- [Goal of the exercise]:
What is needed here is an exact transcription of the entries that follow.

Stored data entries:
= Beginning of Section =
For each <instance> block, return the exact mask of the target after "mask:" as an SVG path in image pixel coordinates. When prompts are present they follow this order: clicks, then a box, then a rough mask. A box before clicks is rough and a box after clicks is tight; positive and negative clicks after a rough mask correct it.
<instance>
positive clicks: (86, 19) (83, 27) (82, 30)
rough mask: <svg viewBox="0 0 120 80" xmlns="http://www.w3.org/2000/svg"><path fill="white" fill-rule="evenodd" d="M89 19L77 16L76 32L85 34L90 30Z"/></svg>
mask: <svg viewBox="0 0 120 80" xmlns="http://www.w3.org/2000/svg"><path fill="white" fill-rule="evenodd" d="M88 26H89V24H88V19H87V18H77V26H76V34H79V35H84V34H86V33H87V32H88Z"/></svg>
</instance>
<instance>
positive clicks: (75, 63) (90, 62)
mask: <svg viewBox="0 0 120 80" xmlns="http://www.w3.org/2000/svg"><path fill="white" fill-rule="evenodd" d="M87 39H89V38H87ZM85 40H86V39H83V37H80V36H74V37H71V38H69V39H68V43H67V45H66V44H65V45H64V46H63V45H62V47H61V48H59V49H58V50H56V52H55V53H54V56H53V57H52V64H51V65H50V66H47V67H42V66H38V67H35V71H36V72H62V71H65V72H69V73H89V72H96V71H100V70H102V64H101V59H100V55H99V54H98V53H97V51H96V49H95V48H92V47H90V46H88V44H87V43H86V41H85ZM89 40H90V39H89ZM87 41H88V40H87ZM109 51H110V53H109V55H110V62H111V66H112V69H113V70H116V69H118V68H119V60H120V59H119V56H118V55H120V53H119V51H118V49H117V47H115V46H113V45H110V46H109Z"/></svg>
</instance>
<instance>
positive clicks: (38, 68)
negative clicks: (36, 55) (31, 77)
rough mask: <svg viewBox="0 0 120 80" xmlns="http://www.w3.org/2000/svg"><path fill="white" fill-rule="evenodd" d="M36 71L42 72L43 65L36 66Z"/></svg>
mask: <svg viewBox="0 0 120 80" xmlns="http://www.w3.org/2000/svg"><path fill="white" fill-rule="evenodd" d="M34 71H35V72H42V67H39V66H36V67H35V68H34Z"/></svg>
= End of Section =
- [Problem solution]:
For each <instance> block, return the exact mask of the target after "mask:" as an SVG path in image pixel coordinates. When prompts are present they follow this order: clicks, then a box, then a rough mask. A box before clicks is rough and a box after clicks is tight; positive and negative clicks after a rough mask correct it.
<instance>
positive clicks: (86, 19) (83, 27) (82, 30)
rough mask: <svg viewBox="0 0 120 80" xmlns="http://www.w3.org/2000/svg"><path fill="white" fill-rule="evenodd" d="M89 19L77 16L76 32L85 34L90 30Z"/></svg>
mask: <svg viewBox="0 0 120 80" xmlns="http://www.w3.org/2000/svg"><path fill="white" fill-rule="evenodd" d="M88 26H89V24H88V19H87V18H77V26H76V34H79V35H84V34H86V33H87V32H88Z"/></svg>
</instance>
<instance>
positive clicks: (75, 63) (90, 62)
mask: <svg viewBox="0 0 120 80" xmlns="http://www.w3.org/2000/svg"><path fill="white" fill-rule="evenodd" d="M87 39H89V38H87ZM85 40H86V39H83V37H80V36H74V37H71V38H69V39H68V43H67V45H66V44H65V45H64V46H63V45H62V47H61V48H59V49H58V50H56V52H55V53H54V56H53V57H52V64H51V65H50V66H47V67H42V66H38V67H35V71H36V72H62V71H65V72H69V73H89V72H96V71H100V70H102V64H101V59H100V55H99V54H98V53H97V51H96V49H95V48H92V47H90V46H88V44H87V43H86V41H85ZM89 40H90V39H89ZM87 41H88V40H87ZM109 51H110V53H109V55H110V62H111V66H112V69H113V70H116V69H118V68H119V60H120V59H119V56H118V55H120V53H119V51H118V49H117V47H115V46H113V45H110V46H109Z"/></svg>
</instance>
<instance>
positive clicks: (38, 68)
negative clicks: (36, 55) (31, 77)
rough mask: <svg viewBox="0 0 120 80" xmlns="http://www.w3.org/2000/svg"><path fill="white" fill-rule="evenodd" d="M36 71L42 72L43 65L36 66Z"/></svg>
mask: <svg viewBox="0 0 120 80" xmlns="http://www.w3.org/2000/svg"><path fill="white" fill-rule="evenodd" d="M34 71H35V72H42V67H39V66H36V67H35V68H34Z"/></svg>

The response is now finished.